= AIM OF THE TASK =
Take the line that contains "Practice. Find the eyeglasses" as the first line and the last line of the material below as the final one; reproduce exactly the lines between, inclusive.

= PROVIDED DATA =
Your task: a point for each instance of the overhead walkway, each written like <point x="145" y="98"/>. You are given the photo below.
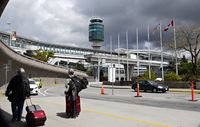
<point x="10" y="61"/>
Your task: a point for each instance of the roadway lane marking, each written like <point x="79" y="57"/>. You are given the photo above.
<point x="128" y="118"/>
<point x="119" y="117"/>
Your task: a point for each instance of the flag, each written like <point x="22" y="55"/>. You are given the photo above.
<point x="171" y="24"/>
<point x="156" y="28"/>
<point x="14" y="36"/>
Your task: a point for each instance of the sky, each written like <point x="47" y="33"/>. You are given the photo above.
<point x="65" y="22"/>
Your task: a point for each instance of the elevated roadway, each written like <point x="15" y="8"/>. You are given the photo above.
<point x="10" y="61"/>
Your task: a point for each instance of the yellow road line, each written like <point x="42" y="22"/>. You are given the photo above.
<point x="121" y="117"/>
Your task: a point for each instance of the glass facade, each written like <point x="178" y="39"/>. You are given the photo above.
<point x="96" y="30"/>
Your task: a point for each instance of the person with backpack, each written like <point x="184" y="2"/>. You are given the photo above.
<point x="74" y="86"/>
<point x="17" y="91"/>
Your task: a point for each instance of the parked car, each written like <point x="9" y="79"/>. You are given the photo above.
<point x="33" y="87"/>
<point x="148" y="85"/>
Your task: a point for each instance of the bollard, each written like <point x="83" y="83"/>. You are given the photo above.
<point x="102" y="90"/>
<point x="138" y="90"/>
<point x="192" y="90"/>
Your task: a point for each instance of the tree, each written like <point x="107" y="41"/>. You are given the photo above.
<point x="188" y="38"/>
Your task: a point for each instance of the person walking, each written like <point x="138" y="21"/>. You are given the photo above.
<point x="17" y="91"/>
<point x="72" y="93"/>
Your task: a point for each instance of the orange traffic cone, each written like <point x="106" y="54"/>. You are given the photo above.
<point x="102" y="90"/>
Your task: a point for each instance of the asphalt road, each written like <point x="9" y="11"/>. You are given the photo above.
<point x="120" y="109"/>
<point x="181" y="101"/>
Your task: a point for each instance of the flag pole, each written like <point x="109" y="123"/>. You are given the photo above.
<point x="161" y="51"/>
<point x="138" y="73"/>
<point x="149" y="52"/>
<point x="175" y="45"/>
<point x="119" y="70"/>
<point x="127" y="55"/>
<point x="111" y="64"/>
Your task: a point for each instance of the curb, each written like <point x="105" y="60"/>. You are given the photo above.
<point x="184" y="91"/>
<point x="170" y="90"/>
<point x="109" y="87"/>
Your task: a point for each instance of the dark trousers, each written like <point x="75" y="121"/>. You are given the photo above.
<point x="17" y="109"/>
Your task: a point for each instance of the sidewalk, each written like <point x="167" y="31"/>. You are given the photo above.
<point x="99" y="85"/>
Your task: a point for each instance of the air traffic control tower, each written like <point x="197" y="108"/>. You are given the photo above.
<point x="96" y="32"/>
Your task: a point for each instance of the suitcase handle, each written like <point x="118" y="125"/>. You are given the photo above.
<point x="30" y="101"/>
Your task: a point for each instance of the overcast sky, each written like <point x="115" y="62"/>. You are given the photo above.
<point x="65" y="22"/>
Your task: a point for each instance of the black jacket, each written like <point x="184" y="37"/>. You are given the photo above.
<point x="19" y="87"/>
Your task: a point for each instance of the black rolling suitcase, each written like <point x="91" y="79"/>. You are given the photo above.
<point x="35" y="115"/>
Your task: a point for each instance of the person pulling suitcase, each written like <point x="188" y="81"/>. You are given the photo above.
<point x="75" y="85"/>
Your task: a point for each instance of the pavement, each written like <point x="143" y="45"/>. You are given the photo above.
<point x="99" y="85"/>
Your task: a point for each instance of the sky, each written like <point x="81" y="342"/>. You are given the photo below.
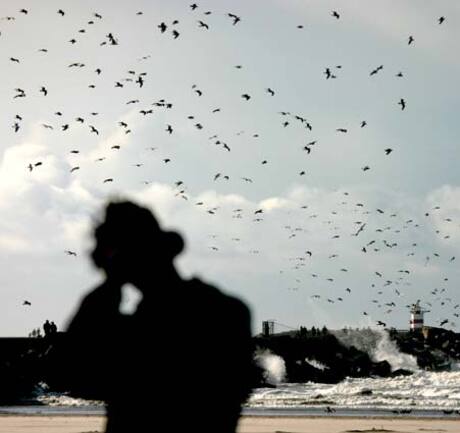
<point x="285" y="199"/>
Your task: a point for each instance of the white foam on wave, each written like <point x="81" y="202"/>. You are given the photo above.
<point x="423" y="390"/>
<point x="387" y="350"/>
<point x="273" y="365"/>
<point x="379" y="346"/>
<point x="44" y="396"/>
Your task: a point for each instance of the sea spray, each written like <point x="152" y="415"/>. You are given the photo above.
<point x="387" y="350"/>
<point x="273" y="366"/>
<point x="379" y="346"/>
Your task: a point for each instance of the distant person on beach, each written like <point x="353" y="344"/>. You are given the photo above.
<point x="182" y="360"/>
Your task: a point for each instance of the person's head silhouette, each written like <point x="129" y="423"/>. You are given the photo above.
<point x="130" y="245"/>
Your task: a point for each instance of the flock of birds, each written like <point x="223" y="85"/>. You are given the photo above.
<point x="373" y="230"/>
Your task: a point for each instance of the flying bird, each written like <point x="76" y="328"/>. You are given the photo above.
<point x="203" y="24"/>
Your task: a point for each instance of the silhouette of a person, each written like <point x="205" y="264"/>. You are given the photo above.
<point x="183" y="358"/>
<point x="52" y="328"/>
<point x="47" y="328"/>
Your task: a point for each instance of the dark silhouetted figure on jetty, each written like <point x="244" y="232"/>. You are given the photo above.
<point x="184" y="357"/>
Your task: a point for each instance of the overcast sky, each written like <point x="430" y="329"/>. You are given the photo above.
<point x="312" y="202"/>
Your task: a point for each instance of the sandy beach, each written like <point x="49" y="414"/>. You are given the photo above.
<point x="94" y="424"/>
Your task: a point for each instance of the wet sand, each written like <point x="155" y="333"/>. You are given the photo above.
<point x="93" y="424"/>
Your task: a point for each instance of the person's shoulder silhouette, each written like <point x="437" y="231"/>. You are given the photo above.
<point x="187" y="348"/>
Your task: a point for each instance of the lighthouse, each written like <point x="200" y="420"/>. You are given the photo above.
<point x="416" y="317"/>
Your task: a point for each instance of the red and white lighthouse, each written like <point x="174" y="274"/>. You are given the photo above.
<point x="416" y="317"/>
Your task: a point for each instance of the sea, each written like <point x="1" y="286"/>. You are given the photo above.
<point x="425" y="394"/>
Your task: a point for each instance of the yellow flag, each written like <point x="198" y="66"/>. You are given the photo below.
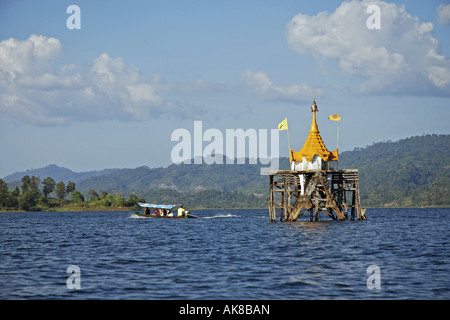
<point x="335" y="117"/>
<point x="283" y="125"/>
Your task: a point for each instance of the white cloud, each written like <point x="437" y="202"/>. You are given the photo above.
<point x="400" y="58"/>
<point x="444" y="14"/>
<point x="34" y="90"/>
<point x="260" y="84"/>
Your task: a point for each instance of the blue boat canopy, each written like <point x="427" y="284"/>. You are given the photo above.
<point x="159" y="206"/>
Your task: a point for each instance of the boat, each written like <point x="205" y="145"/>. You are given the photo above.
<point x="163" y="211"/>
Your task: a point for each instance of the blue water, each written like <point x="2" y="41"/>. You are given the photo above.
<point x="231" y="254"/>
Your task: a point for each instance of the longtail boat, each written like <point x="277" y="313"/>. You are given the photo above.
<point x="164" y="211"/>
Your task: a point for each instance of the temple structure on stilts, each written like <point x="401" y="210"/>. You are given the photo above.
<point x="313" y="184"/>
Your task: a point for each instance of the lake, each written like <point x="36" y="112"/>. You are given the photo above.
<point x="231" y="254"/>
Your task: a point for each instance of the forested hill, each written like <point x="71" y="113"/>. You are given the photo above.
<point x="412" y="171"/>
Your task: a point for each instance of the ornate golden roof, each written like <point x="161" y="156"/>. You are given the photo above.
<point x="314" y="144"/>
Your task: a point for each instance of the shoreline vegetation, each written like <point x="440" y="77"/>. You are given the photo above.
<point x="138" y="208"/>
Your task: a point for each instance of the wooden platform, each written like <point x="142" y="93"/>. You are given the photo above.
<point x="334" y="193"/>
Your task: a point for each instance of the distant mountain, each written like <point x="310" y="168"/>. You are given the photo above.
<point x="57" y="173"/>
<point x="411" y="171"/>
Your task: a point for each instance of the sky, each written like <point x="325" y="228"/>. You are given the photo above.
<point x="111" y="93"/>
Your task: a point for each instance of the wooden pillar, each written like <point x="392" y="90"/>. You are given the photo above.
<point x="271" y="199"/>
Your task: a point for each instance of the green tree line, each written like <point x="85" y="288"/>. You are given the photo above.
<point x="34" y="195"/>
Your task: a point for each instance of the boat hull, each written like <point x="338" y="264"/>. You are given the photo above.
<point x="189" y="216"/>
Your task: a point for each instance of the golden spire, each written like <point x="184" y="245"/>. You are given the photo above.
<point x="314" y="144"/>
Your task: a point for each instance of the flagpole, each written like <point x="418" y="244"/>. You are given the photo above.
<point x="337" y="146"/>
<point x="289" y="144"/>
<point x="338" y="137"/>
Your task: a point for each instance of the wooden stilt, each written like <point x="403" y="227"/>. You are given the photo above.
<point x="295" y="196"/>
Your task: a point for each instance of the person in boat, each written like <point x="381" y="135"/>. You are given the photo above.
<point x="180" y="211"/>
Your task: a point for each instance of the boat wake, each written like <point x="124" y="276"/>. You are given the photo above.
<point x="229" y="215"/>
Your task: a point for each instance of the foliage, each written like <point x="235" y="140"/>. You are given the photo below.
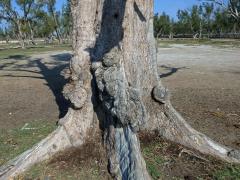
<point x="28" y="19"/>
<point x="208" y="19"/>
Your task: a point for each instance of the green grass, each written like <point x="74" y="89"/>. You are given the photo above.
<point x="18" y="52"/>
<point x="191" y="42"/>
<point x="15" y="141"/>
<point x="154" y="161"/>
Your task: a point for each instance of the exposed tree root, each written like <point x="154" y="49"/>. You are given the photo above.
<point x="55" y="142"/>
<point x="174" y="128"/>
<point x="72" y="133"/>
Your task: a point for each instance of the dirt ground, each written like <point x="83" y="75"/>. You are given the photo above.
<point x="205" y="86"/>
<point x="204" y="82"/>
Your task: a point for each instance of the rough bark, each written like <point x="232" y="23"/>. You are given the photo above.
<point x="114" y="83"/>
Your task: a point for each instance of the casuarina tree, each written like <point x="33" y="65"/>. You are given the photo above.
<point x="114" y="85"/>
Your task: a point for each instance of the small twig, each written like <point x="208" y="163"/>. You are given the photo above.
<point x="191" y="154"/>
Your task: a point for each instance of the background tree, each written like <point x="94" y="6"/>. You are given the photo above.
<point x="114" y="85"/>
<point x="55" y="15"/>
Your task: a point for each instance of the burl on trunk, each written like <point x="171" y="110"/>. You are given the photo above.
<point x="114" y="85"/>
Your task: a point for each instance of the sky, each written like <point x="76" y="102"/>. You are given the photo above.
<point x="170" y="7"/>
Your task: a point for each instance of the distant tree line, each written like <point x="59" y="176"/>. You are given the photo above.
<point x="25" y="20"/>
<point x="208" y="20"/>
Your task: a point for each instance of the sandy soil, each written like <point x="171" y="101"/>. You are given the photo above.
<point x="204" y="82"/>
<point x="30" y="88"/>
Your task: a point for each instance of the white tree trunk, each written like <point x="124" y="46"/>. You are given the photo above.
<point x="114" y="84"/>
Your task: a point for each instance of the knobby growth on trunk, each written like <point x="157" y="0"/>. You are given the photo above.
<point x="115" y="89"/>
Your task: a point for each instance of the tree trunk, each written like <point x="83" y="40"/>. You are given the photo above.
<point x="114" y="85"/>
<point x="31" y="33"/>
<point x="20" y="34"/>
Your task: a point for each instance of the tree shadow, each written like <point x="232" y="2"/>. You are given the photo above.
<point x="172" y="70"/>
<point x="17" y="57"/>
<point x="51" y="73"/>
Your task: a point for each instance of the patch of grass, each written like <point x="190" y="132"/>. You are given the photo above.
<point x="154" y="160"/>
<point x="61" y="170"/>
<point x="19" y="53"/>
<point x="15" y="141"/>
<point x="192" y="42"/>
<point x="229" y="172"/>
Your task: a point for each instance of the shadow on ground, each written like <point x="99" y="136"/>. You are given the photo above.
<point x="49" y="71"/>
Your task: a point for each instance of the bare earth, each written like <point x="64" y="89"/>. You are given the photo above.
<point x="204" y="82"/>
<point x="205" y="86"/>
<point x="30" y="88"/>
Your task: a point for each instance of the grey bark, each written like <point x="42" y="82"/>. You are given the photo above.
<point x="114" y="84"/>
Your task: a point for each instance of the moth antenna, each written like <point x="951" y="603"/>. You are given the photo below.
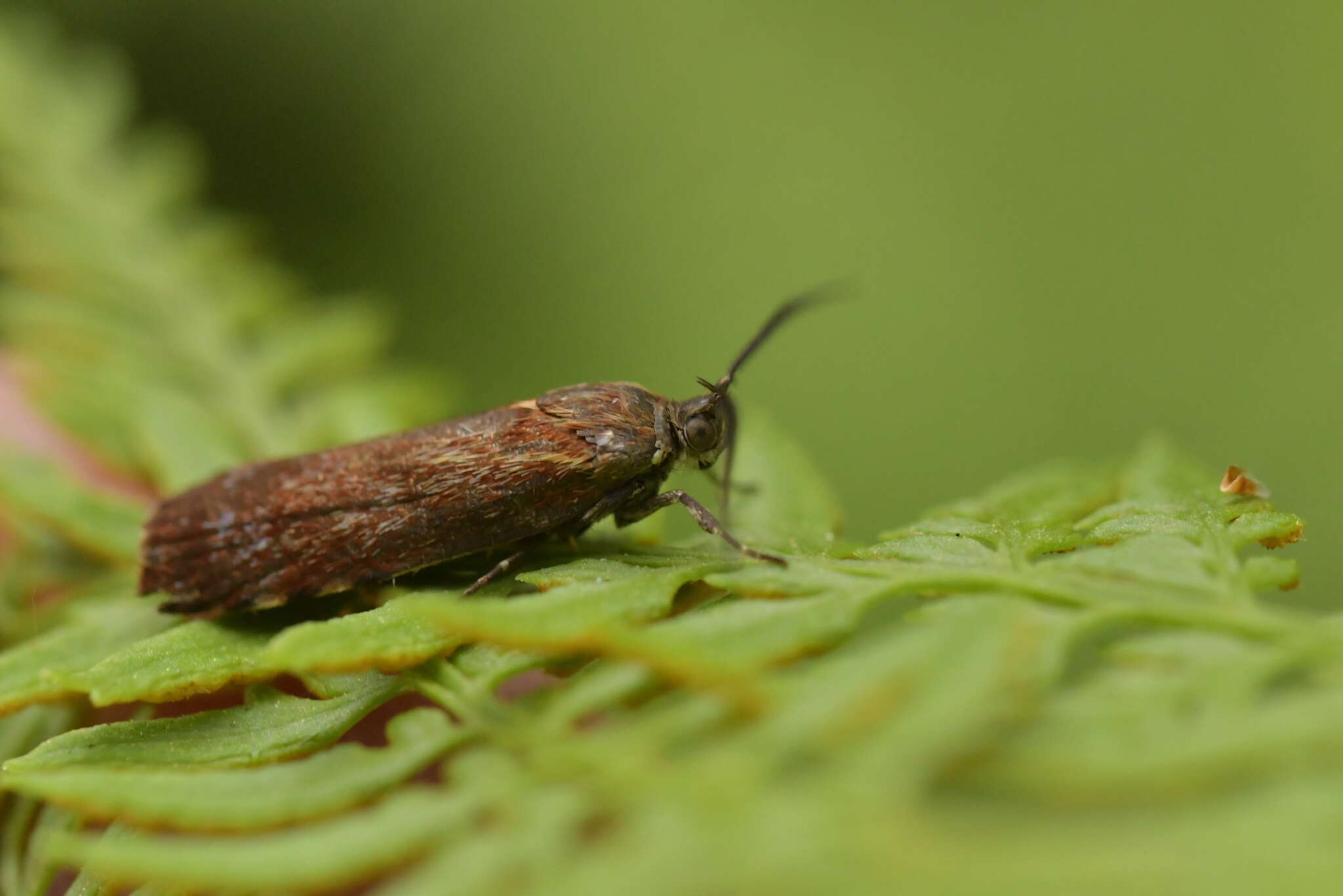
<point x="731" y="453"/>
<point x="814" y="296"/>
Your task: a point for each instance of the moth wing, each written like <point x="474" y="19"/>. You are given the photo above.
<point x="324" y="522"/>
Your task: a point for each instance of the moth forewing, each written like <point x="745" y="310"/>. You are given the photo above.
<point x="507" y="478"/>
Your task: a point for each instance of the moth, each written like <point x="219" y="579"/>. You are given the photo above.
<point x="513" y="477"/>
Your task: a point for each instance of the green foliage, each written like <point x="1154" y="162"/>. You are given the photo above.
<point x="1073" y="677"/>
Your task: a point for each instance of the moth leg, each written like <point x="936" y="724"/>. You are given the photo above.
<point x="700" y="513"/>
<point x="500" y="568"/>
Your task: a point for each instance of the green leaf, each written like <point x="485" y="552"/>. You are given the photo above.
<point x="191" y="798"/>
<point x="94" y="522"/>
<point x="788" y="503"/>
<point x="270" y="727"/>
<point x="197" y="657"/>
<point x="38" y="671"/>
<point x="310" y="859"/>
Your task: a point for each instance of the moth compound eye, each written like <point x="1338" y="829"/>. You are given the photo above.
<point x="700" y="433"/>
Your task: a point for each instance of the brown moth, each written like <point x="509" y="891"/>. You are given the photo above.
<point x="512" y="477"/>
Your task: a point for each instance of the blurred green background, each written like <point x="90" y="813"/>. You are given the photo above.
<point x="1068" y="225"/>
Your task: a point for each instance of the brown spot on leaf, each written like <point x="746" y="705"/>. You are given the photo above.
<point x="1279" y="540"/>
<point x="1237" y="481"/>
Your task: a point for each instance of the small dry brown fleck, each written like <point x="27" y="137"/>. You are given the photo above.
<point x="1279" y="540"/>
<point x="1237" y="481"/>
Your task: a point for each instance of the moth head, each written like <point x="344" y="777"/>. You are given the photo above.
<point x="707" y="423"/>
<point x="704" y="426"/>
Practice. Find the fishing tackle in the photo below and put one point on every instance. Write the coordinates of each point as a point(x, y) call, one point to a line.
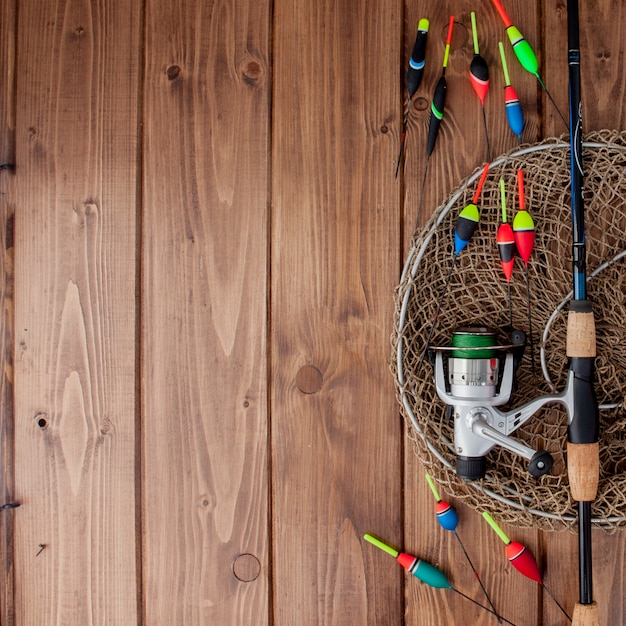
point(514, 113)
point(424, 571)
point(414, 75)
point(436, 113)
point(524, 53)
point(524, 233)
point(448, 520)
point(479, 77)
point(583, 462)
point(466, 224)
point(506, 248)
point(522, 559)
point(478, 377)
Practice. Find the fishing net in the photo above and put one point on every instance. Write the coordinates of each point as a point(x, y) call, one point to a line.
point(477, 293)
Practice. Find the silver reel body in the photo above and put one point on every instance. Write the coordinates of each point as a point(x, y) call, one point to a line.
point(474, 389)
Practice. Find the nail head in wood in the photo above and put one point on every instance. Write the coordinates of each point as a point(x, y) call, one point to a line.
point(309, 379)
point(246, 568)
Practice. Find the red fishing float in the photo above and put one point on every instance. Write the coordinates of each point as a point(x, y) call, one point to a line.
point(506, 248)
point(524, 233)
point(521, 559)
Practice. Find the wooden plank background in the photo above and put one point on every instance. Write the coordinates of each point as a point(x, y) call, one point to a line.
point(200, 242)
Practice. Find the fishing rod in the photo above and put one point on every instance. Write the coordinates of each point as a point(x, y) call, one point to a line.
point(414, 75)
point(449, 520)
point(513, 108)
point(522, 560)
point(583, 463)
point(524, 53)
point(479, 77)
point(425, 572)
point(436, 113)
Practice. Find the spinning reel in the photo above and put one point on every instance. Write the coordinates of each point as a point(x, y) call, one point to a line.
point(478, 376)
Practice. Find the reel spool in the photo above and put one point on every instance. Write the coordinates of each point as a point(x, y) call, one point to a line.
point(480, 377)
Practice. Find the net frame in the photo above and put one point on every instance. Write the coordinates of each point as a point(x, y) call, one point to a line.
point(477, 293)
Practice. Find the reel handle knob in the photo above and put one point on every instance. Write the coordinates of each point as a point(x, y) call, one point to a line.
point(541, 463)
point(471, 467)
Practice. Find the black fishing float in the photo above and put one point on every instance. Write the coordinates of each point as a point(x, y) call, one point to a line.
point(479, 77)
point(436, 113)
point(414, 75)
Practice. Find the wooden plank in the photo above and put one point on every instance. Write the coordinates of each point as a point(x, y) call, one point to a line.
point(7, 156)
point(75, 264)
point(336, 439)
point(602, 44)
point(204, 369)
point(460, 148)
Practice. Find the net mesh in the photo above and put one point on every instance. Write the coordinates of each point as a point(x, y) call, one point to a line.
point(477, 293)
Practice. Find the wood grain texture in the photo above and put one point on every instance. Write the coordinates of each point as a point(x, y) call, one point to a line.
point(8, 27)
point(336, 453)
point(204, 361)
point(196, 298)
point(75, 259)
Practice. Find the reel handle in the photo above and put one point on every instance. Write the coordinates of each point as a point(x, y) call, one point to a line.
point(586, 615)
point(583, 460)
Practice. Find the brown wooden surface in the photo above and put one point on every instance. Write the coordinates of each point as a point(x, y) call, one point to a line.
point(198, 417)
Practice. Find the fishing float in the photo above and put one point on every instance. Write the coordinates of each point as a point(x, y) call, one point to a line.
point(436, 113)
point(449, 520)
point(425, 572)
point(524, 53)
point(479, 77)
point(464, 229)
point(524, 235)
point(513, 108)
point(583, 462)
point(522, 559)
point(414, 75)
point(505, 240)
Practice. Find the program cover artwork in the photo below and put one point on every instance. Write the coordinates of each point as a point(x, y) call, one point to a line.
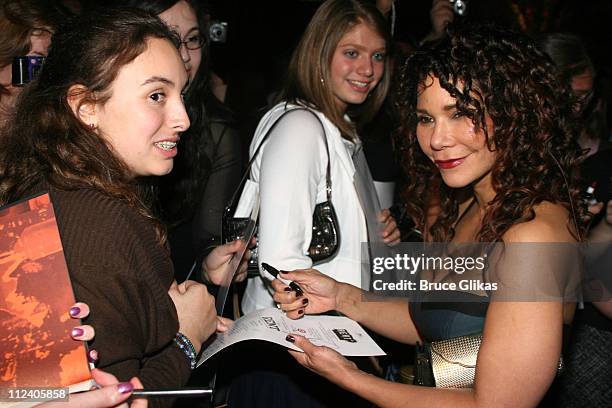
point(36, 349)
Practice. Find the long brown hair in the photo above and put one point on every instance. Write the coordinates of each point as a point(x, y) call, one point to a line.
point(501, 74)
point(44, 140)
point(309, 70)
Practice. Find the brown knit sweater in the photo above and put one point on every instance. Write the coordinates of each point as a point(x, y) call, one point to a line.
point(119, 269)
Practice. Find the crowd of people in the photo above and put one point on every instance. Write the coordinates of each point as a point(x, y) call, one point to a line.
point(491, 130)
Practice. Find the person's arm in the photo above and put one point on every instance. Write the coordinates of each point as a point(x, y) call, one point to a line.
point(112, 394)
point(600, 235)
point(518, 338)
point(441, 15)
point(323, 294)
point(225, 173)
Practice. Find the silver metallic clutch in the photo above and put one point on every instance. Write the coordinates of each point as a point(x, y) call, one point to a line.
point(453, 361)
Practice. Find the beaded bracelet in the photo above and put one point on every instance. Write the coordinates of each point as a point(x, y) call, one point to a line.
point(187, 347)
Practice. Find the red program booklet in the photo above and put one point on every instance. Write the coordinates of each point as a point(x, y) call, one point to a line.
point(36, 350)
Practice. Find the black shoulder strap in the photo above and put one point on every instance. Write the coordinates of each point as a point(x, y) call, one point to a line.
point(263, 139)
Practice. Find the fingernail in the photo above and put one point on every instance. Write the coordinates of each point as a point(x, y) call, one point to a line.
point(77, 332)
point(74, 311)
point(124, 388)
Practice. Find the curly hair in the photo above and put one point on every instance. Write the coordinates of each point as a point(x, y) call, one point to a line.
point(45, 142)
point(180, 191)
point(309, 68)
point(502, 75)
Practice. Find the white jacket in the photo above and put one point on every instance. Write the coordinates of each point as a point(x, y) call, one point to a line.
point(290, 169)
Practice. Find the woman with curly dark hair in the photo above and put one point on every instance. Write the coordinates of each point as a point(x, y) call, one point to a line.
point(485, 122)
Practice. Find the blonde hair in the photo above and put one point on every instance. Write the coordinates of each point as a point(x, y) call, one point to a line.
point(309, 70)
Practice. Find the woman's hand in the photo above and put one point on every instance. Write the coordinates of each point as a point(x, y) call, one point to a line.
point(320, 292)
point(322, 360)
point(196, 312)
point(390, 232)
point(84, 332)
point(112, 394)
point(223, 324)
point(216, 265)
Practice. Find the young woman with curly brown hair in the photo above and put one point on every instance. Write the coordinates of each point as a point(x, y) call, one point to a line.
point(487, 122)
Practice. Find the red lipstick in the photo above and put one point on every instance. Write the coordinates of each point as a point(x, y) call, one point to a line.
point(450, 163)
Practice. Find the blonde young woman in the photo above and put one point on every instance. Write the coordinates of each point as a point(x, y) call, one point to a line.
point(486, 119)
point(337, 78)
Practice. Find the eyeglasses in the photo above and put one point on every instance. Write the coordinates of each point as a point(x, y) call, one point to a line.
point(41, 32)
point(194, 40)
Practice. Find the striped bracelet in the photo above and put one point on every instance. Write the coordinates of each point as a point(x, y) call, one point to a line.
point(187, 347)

= ANSWER AREA =
Practice. Find the eyeglasses in the photo above and put one point on every instance. Write the coordinates of each point as a point(x, y) call, one point to a line.
point(41, 32)
point(194, 40)
Practice. Find the striped bracelet in the photo above and put one point on every instance. Write the coordinates of each point as a point(x, y) call, one point to a line.
point(187, 347)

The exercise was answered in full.